▶ **INSTRUCTIONS**:
(1) In the article on the Abuja bomb blast, rewrite the passage starting at "The association was" and ending at "to emergency situations.", swapping "journalists" for "reporters".
(2) List every factor that the Abuja bomb blast article says doctors' professional oath tells them not to discriminate on.

▶ **TEXT BLOCK**:
"""

The Association of General and Private Medical Practitioners of Nigeria has directed all its members nationwide, especially in the Federal Capital Territory to offer free treatment and respond to emergency situations that may rise country according to their professional training.
The association was reacting to the Emab Plaza bomb explosion in Abuja which killed more than 20 persons and wounded over 40 people.
The National President of AGPMN, Dr. Frank Odafen told journalists on Thursday in Abuja that the decision was part its Corporate Social Responsibilities.
He said, "In our country, we are plagued by the scourge of criminality and in emergency situations such as insurgency as witnessed yesterday during the bomb blast. We as private doctors and members of the Association of General and Private Medical Practitioners of Nigeria have deployed our members to respond to emergency situations.
"And as part of our CSR, we have told our members all over the country especially those of us in the FCT, Abuja that any victim of the bomb blast or should be treated free. Any one, including the criminal should be involved in medical emergency. Our treatment has no discrimination; we do not segregate, whether you are an armed robber, whether you are an insurgent or whether you are a victim of their criminality, we treat everybody alike.
"Vocation or our professional oath tells us not to discriminate, irrespective of your religious inclination, social biases, political inclination, sex or gender. We treat everybody alike. But after our treatment and the people are healthy, then the security forces can come in and take care of whoever they want to take care of. But as Doctors, we are not discriminatory in our attention to the wounded, to the injured and to the person that is unwell or ill."
Speaking on the insistence of doctors for the provision of police report for treatment of gunshot patients, Odafen said the law has been relaxed.

"""

▶ **DATA SHOWN**:
"""

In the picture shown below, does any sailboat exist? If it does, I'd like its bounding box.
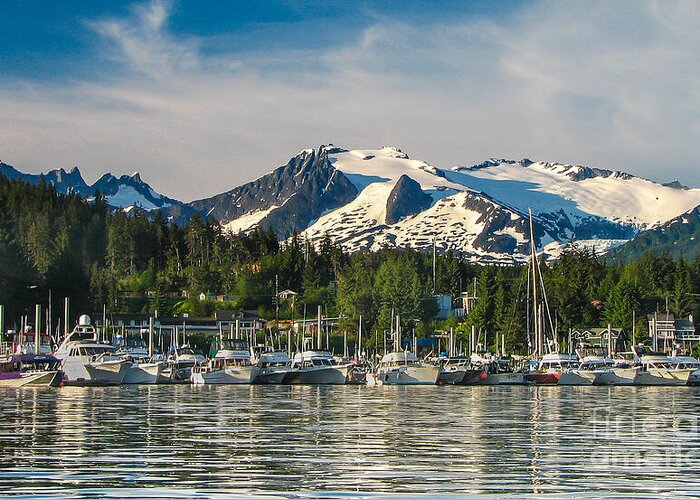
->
[282,306,348,385]
[190,339,253,385]
[523,209,576,385]
[55,314,132,385]
[367,312,441,385]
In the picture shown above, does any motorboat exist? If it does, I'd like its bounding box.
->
[558,356,615,385]
[162,344,203,381]
[190,339,253,385]
[367,351,441,385]
[584,357,639,385]
[634,354,698,385]
[55,315,132,385]
[0,354,63,387]
[437,356,486,385]
[112,335,167,384]
[282,351,348,385]
[250,351,292,385]
[471,353,526,385]
[345,360,370,385]
[672,356,700,385]
[523,352,580,385]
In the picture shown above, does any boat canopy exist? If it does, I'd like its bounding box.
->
[381,351,418,363]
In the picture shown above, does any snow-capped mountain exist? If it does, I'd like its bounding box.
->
[0,162,180,210]
[610,207,700,260]
[5,145,700,263]
[192,145,700,262]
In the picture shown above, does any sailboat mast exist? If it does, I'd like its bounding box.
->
[356,314,362,360]
[528,208,543,357]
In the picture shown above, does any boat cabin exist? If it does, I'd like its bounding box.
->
[537,353,580,371]
[379,351,420,367]
[292,351,338,368]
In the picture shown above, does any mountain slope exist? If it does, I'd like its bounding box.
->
[0,162,183,212]
[193,145,700,262]
[609,207,700,260]
[5,144,700,263]
[190,148,357,237]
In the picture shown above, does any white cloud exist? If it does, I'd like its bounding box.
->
[0,1,700,199]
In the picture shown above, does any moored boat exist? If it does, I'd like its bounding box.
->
[55,315,132,385]
[112,336,167,384]
[471,353,526,385]
[367,351,441,385]
[634,354,697,385]
[0,354,63,387]
[437,356,487,385]
[523,352,579,385]
[282,351,347,385]
[250,351,292,385]
[190,339,253,385]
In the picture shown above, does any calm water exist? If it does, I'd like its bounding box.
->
[0,386,700,498]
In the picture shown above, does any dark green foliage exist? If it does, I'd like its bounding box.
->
[0,177,700,353]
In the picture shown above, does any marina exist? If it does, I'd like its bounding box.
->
[0,384,700,498]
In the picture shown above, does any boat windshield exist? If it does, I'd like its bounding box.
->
[221,339,248,351]
[78,346,114,356]
[113,337,146,349]
[311,358,338,366]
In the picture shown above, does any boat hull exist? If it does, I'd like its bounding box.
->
[122,363,164,384]
[0,370,63,387]
[63,359,133,386]
[438,368,486,385]
[282,366,346,385]
[477,372,528,385]
[593,368,639,385]
[523,372,561,385]
[190,366,253,385]
[557,370,598,385]
[634,368,695,385]
[367,366,440,385]
[250,368,289,385]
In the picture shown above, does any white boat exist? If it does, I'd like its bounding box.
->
[190,339,253,385]
[112,336,167,384]
[559,356,615,385]
[250,351,292,384]
[162,344,204,381]
[55,315,132,385]
[282,351,348,385]
[0,354,63,387]
[672,356,700,385]
[367,351,441,385]
[523,352,580,385]
[471,353,525,385]
[634,354,697,385]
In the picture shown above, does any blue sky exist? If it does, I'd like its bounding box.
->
[0,0,700,200]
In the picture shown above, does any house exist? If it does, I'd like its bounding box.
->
[277,290,299,300]
[571,327,629,355]
[647,313,700,351]
[92,310,266,343]
[433,293,465,319]
[216,294,237,302]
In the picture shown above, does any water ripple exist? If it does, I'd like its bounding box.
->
[0,385,700,498]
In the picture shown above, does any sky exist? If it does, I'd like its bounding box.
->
[0,0,700,201]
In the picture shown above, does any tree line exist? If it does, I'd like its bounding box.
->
[0,177,700,352]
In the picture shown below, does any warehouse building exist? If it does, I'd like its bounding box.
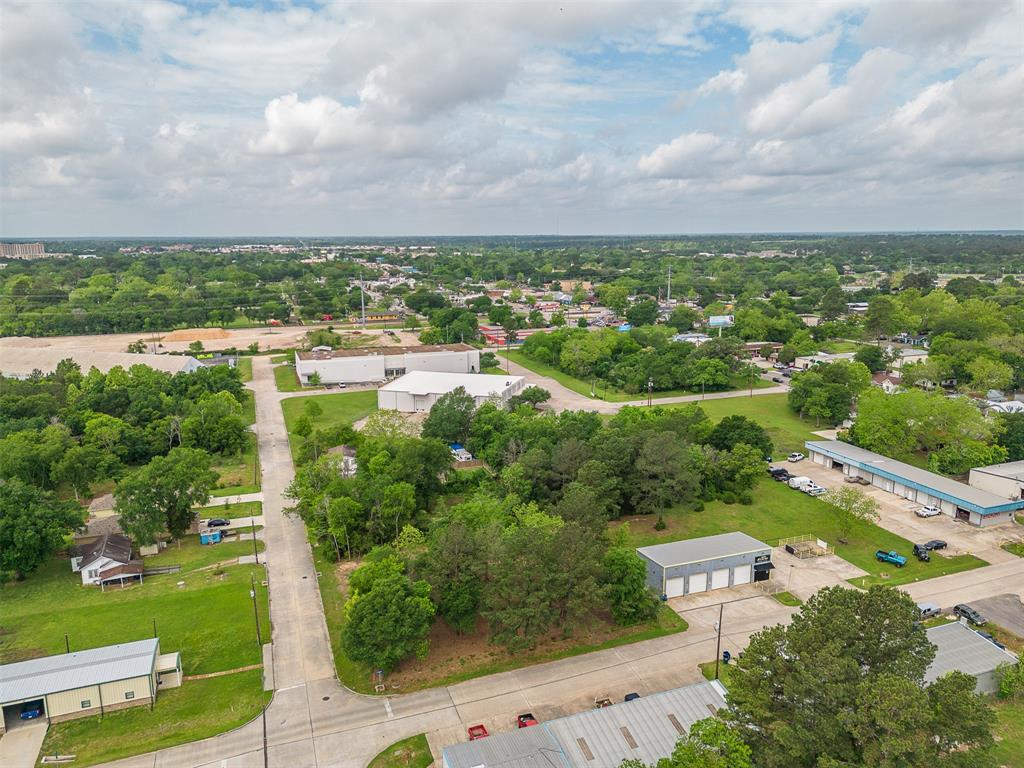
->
[637,530,775,599]
[295,344,480,384]
[0,345,203,379]
[377,371,525,414]
[804,440,1024,525]
[925,622,1017,693]
[0,638,181,733]
[441,681,725,768]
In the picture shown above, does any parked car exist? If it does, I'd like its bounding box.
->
[515,712,537,728]
[953,603,988,627]
[978,632,1007,650]
[874,549,906,568]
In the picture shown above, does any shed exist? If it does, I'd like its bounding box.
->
[637,530,775,599]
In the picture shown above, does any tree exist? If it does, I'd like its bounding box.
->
[0,478,84,582]
[725,586,992,768]
[708,416,772,457]
[341,548,434,672]
[821,485,879,544]
[602,547,658,626]
[422,387,476,442]
[114,447,217,545]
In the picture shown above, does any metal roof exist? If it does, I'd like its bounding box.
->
[380,371,522,397]
[443,682,725,768]
[0,638,160,706]
[804,440,1024,514]
[637,530,771,568]
[925,622,1017,683]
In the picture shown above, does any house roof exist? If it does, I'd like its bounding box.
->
[379,371,522,397]
[78,534,131,567]
[804,440,1024,514]
[0,638,160,705]
[925,622,1017,683]
[637,530,771,568]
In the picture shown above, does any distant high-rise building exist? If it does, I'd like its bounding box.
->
[0,243,46,259]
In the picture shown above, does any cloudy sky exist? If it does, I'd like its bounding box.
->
[0,0,1024,237]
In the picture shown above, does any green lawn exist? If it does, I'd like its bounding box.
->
[613,478,987,587]
[41,671,270,766]
[0,557,270,675]
[992,698,1024,768]
[368,733,434,768]
[237,357,253,381]
[281,389,377,459]
[210,432,260,496]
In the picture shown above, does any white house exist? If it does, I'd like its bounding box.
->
[71,534,142,587]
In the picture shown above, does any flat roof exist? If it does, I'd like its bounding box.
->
[0,638,160,705]
[637,530,771,568]
[295,344,476,360]
[925,622,1017,683]
[804,440,1024,514]
[380,371,523,397]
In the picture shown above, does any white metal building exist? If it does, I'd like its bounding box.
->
[295,344,480,384]
[377,371,526,413]
[0,638,181,733]
[804,440,1024,525]
[637,530,774,599]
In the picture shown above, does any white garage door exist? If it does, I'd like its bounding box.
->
[665,577,686,597]
[711,568,729,590]
[732,565,751,586]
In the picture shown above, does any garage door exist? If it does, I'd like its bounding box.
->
[711,568,729,590]
[665,577,686,597]
[732,565,751,586]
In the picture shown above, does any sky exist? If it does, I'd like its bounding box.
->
[0,0,1024,237]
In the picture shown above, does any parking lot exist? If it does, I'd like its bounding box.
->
[775,459,1024,563]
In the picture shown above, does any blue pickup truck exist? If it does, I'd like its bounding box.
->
[874,549,906,568]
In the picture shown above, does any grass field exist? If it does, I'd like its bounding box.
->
[41,671,270,766]
[613,478,987,587]
[210,433,259,496]
[281,389,377,459]
[368,733,434,768]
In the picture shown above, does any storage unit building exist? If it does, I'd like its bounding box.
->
[637,530,774,599]
[295,344,480,384]
[804,440,1024,525]
[925,622,1017,693]
[0,638,181,733]
[377,371,526,413]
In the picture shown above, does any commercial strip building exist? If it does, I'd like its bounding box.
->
[295,344,480,384]
[377,371,526,413]
[0,344,203,379]
[637,530,775,599]
[0,638,181,733]
[925,622,1017,693]
[804,440,1024,525]
[441,681,725,768]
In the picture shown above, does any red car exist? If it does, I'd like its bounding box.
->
[515,712,537,728]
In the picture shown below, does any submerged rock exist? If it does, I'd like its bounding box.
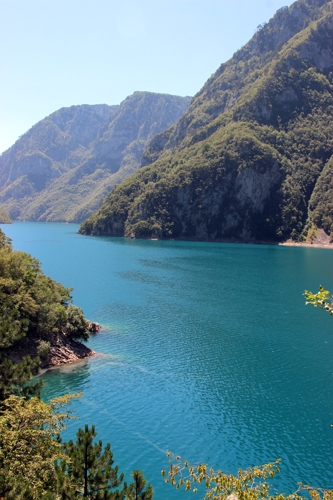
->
[88,321,102,333]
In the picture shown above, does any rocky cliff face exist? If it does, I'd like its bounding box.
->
[0,92,190,222]
[80,0,333,241]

"""

▶ **SOLUTIONS IN ORDER**:
(1)
The association was reacting to the Emab Plaza bomb explosion in Abuja which killed more than 20 persons and wounded over 40 people.
The National President of AGPMN, Dr. Frank Odafen told reporters on Thursday in Abuja that the decision was part its Corporate Social Responsibilities.
He said, "In our country, we are plagued by the scourge of criminality and in emergency situations such as insurgency as witnessed yesterday during the bomb blast. We as private doctors and members of the Association of General and Private Medical Practitioners of Nigeria have deployed our members to respond to emergency situations.

(2)
- religious inclination
- social biases
- political inclination
- sex
- gender